Records from a data source:
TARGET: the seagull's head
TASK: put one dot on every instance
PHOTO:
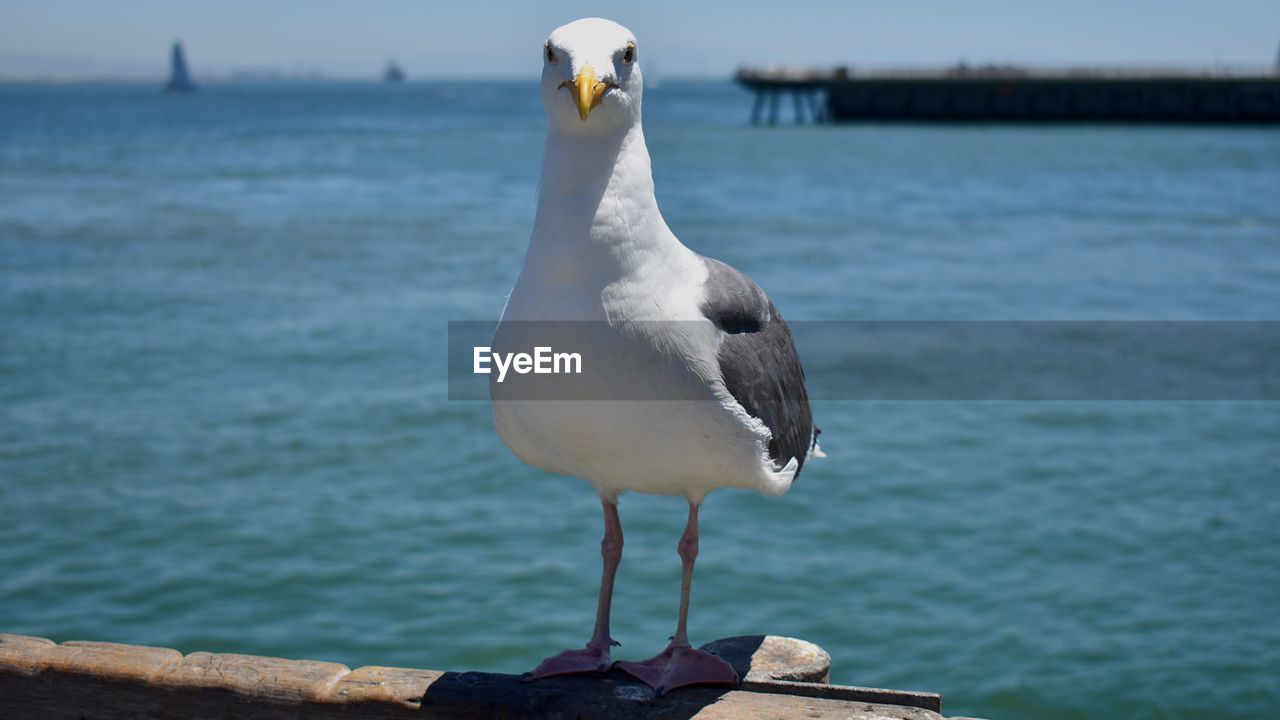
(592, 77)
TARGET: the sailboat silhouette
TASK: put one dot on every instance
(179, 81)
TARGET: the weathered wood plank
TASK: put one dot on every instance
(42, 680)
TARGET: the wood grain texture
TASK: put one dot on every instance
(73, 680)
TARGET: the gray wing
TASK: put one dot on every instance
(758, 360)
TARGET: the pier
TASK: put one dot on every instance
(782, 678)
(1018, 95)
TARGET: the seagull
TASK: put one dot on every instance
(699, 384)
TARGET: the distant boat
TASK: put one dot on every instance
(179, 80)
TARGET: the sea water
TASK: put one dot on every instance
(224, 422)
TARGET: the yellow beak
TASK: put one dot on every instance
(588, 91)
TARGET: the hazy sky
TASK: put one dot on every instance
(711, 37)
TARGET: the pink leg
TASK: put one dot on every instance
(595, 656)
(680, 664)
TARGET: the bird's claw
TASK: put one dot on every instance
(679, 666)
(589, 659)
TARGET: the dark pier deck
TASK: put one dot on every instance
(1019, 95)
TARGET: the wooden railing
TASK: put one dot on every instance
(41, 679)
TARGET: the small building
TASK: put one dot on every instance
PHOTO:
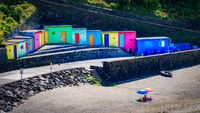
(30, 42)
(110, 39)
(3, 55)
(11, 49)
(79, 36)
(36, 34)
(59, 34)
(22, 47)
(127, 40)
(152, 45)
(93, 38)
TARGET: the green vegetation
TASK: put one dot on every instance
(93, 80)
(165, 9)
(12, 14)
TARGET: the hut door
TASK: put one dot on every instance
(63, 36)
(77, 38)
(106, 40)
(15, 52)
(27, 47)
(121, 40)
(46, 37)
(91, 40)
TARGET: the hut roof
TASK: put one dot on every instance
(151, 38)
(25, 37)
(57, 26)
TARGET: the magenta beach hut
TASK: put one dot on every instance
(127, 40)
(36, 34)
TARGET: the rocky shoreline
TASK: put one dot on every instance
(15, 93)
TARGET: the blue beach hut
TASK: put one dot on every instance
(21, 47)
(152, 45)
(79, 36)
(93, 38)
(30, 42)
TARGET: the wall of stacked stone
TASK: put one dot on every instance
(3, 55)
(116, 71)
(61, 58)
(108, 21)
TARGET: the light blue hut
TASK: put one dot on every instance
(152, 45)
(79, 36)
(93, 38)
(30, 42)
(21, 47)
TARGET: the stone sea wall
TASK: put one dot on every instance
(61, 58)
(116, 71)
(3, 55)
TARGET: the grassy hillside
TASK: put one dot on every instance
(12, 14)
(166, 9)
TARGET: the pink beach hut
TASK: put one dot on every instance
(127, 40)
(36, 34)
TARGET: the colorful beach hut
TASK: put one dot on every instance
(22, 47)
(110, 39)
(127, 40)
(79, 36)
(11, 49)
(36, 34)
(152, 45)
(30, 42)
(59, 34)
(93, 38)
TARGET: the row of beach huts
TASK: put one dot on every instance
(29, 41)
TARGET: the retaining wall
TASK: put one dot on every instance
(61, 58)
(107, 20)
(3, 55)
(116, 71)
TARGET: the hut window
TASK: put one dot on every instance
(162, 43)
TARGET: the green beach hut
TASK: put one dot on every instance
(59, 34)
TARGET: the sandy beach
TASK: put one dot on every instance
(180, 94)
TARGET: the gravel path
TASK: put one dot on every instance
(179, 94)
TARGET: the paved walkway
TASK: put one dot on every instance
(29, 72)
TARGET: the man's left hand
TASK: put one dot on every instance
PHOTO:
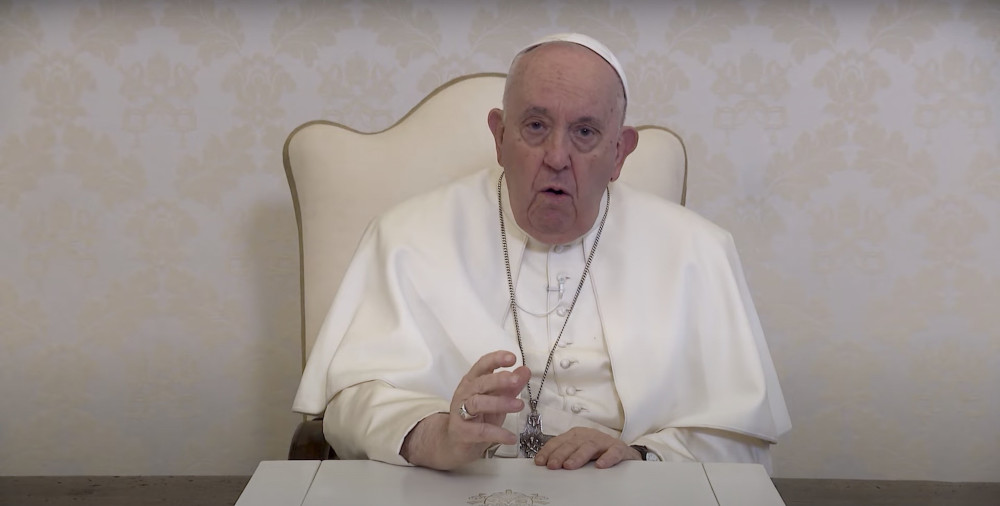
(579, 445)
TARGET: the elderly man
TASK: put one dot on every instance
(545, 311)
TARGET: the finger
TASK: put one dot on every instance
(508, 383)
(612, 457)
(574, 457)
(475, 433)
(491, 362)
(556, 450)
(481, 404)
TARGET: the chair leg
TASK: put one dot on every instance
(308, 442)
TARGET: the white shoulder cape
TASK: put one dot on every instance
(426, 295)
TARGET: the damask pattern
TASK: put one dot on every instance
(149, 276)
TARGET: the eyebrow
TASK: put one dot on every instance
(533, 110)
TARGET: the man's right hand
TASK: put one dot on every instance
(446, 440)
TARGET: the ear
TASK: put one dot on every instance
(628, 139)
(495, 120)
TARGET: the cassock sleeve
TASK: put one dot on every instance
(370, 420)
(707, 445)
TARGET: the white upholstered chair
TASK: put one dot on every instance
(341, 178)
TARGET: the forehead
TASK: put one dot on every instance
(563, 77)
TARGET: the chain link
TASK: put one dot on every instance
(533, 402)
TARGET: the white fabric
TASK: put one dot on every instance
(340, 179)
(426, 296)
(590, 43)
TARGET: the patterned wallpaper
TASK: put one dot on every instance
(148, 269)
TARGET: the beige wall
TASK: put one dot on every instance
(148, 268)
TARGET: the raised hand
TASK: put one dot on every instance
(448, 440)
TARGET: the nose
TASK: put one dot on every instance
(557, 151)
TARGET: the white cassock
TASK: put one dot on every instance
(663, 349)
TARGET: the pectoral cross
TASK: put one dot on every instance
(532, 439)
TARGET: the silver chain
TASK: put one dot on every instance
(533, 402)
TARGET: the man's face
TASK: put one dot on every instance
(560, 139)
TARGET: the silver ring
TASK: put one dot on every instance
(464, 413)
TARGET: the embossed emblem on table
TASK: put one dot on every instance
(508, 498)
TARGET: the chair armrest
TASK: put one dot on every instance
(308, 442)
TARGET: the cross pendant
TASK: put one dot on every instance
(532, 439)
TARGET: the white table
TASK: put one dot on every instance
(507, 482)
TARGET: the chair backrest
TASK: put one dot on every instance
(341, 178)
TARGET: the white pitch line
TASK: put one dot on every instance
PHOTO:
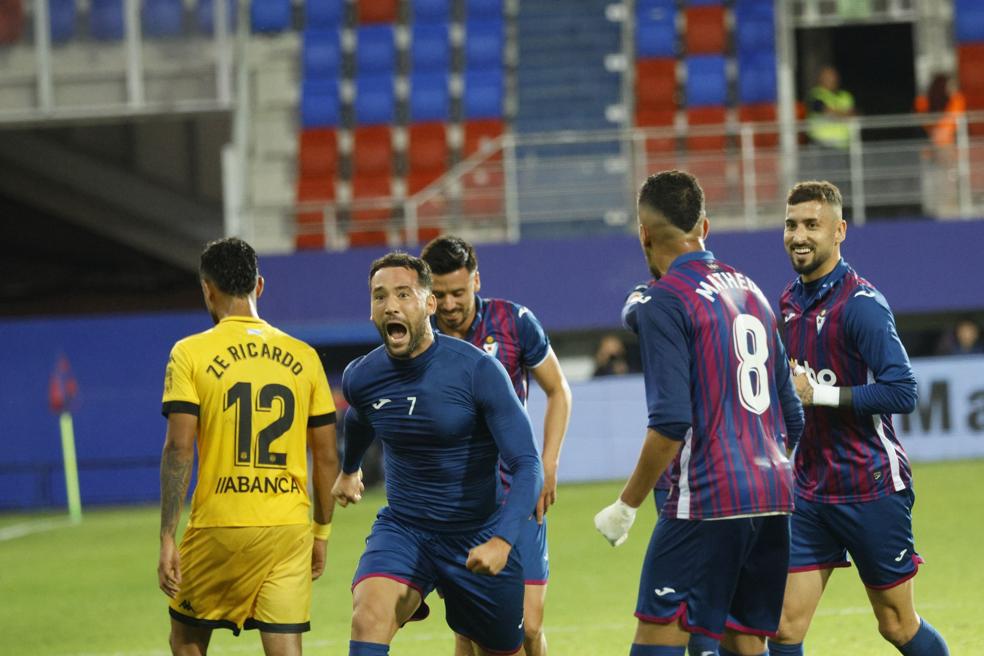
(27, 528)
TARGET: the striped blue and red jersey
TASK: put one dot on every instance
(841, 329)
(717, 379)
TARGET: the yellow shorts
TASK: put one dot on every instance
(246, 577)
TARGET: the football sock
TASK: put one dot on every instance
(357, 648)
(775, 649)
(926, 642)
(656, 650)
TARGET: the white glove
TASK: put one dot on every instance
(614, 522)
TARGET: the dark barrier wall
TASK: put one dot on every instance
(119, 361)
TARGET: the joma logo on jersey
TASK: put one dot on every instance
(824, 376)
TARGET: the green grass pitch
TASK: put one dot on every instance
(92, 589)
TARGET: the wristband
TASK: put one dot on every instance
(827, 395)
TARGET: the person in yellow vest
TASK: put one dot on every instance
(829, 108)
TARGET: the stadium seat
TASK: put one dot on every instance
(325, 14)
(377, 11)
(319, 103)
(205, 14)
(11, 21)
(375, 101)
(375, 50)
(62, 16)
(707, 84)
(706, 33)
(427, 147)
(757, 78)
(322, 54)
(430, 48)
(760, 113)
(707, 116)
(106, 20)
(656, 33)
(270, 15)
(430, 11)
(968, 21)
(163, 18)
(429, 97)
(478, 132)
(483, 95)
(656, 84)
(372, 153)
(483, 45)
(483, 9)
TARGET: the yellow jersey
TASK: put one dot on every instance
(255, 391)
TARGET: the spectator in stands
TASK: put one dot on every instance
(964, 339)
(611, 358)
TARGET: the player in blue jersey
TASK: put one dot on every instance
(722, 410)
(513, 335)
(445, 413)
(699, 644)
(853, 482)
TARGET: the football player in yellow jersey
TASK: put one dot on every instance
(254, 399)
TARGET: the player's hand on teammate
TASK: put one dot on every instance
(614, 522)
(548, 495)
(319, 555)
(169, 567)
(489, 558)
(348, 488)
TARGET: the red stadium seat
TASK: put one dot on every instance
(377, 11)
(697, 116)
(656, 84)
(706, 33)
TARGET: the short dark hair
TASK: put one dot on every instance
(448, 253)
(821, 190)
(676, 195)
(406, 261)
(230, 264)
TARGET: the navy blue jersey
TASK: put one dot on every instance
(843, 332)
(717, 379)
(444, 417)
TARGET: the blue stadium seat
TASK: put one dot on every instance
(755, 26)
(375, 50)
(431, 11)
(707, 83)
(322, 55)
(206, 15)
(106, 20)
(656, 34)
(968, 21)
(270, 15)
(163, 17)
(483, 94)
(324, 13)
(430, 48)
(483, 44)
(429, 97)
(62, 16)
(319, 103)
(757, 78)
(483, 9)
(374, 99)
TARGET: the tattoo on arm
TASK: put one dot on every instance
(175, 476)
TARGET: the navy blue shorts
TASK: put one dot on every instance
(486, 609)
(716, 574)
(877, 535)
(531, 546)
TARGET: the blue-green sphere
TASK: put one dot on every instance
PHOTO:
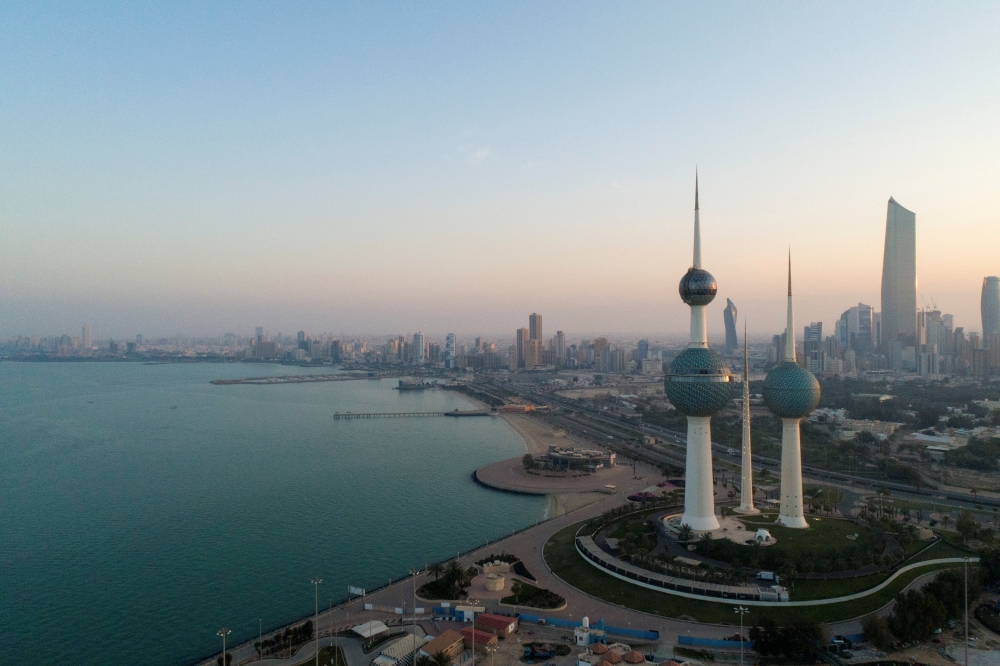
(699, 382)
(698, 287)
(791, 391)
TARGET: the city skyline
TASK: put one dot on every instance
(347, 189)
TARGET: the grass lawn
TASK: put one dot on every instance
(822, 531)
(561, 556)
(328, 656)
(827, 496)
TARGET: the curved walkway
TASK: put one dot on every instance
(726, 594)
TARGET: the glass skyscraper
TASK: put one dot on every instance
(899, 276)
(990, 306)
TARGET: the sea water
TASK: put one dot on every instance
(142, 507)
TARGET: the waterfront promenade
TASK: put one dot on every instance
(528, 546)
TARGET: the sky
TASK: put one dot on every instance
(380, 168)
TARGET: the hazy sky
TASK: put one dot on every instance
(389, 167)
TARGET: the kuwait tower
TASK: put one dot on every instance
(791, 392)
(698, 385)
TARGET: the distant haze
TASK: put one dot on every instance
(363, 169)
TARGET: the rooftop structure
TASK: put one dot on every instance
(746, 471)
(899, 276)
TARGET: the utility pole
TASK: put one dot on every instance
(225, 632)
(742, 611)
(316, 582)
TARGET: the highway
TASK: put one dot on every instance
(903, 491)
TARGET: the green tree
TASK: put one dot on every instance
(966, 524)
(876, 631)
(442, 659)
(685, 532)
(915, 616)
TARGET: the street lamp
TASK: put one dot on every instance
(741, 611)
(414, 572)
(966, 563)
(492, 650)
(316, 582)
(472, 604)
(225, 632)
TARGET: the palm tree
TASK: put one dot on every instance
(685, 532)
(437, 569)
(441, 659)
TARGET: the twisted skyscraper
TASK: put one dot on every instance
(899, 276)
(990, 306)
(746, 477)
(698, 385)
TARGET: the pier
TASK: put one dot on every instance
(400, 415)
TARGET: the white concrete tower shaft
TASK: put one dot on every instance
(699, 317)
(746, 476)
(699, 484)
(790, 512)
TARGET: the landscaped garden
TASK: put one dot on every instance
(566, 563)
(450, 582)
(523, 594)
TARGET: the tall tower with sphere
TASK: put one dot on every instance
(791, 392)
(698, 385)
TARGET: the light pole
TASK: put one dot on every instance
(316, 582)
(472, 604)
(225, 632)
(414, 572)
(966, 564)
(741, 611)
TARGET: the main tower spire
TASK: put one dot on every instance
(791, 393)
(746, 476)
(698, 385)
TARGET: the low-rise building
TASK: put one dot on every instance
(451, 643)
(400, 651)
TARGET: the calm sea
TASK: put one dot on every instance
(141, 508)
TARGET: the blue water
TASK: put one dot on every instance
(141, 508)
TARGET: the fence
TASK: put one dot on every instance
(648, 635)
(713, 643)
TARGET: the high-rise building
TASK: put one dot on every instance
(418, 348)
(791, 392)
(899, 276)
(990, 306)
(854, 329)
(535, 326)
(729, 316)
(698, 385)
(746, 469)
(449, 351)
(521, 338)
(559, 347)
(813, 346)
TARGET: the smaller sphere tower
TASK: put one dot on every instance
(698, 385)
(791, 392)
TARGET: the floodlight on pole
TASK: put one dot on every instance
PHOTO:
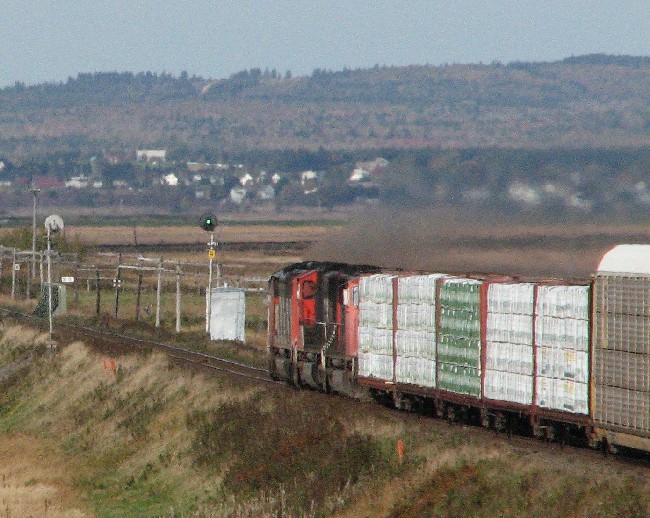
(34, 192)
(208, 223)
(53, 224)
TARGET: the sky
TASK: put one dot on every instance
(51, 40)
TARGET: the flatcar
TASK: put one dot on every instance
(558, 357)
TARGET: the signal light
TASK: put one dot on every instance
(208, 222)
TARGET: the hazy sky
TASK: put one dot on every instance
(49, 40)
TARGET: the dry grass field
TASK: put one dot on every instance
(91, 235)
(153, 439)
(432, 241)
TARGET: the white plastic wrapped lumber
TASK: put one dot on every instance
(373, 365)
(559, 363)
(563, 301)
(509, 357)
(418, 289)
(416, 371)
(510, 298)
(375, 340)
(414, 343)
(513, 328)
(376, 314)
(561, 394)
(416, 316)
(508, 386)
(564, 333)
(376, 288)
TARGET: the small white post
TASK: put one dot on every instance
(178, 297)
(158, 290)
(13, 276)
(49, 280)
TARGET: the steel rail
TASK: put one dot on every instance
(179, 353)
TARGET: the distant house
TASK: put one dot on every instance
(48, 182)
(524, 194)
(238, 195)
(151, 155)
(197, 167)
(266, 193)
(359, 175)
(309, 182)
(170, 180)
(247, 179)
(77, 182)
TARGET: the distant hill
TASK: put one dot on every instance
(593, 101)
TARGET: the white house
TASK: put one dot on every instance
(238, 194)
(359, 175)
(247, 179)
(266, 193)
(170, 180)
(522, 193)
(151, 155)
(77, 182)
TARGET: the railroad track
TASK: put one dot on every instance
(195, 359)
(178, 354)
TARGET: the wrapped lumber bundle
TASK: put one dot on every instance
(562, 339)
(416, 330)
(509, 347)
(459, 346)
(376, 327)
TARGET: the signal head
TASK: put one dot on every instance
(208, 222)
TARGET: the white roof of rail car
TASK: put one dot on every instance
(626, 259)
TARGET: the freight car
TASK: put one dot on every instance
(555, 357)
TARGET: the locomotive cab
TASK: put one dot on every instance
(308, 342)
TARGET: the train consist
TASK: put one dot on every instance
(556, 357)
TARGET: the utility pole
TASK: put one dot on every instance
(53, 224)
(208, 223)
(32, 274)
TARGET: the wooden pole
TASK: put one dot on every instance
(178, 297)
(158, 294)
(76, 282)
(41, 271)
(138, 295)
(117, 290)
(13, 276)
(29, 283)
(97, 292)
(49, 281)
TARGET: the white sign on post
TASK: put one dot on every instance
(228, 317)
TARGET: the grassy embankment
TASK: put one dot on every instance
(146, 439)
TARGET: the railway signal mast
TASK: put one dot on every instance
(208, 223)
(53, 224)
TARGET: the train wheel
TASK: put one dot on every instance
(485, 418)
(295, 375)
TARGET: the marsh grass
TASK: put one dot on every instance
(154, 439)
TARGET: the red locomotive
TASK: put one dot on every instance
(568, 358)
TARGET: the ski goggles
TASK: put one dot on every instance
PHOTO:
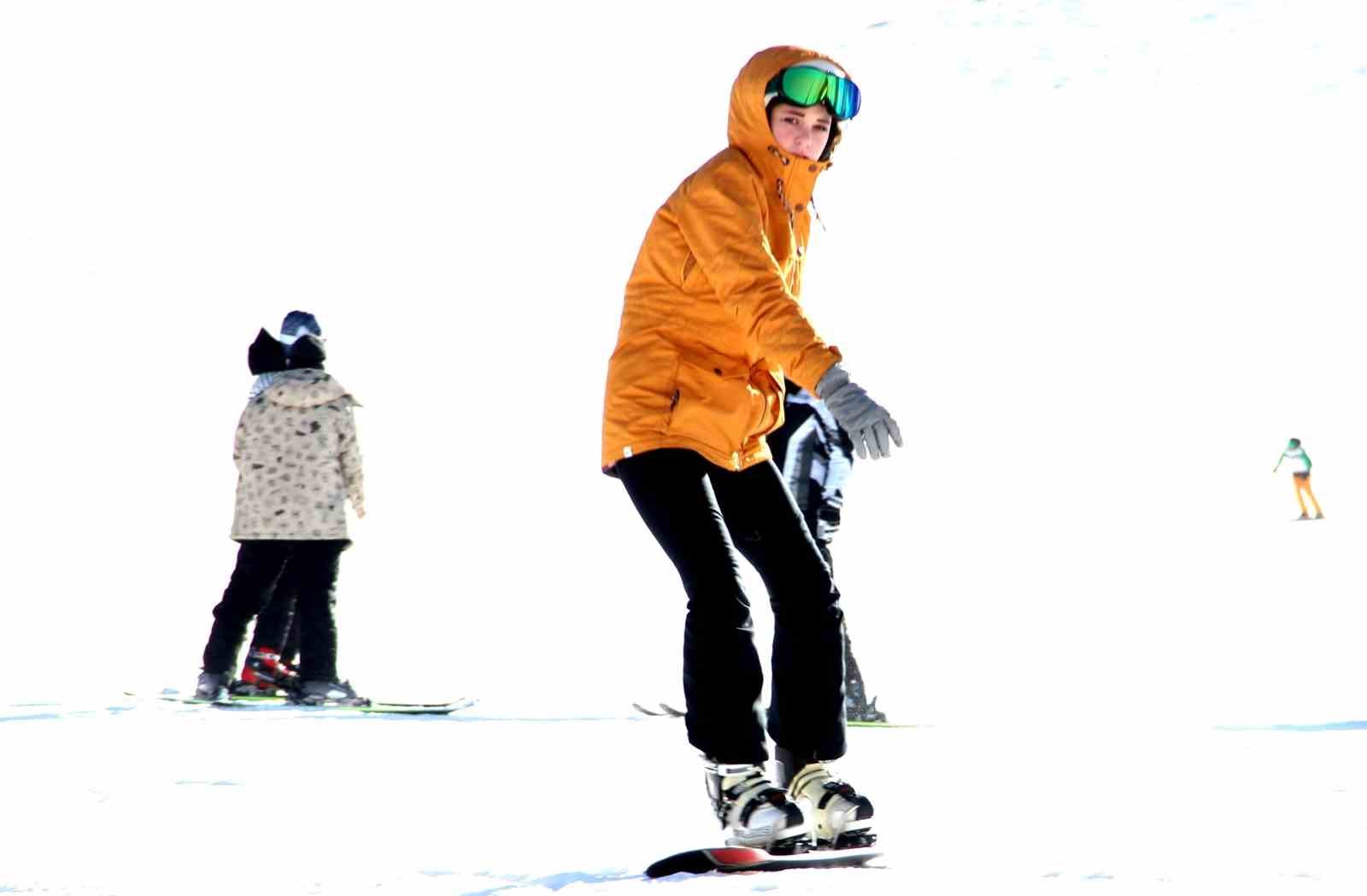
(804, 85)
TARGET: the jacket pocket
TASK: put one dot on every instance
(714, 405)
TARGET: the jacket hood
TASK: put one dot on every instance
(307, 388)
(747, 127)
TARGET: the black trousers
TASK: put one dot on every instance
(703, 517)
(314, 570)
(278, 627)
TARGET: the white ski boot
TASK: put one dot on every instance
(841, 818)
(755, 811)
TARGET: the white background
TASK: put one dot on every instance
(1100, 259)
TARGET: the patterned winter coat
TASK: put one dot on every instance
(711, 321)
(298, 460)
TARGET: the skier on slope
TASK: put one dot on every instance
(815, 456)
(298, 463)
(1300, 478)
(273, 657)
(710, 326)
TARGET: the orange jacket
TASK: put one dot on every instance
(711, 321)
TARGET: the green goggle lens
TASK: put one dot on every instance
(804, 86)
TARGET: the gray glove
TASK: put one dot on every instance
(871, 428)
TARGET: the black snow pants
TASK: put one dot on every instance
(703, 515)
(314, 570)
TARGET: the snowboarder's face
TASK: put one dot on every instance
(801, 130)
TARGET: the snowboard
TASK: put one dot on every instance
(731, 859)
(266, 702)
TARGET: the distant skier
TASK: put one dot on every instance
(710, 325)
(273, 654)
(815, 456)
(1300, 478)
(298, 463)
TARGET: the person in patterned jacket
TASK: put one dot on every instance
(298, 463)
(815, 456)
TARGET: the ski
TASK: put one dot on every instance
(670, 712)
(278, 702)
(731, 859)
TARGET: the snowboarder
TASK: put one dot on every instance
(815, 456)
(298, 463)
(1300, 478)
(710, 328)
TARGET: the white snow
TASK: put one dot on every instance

→ **Work required**
Look above for the line that holds "TARGET: the patterned winter coat", then copy it and each line after it exactly, through the last line of the data.

→ **Complete response**
TARGET: the patterned winter coat
TASK: put one dot on every instance
(711, 321)
(298, 460)
TARGET: the skier on slope
TASK: put one dot on every instance
(815, 456)
(298, 463)
(1300, 478)
(273, 657)
(710, 326)
TARGET: the orange jacket
TASK: put one dot on every instance
(711, 321)
TARGET: the green goggle lens
TASK: put one dot on every instance
(804, 86)
TARGET: the gray glove
TASK: put one dot on every instance
(871, 428)
TARGET: the black snow pants
TASK: put one dot on every instance
(703, 515)
(314, 570)
TARGET: the snowboarder's face
TASK: put one dot on every instance
(801, 130)
TARGET: the snowboard
TASK: put one dot on every instance
(731, 859)
(266, 702)
TARGET: the distant skier
TASK: put one dot on every instance
(710, 325)
(273, 654)
(815, 456)
(1300, 478)
(298, 463)
TARGET: the person in patterned jacket
TASK: put one dot on every instance
(298, 463)
(815, 456)
TARGET: the ski
TASK: put one dot on every instance
(670, 712)
(278, 702)
(731, 859)
TARGET: the snowboarder
TASK: put one dot on every instance
(815, 456)
(298, 463)
(1300, 478)
(710, 328)
TARGET: the white snow
TASK: put one dot on every instance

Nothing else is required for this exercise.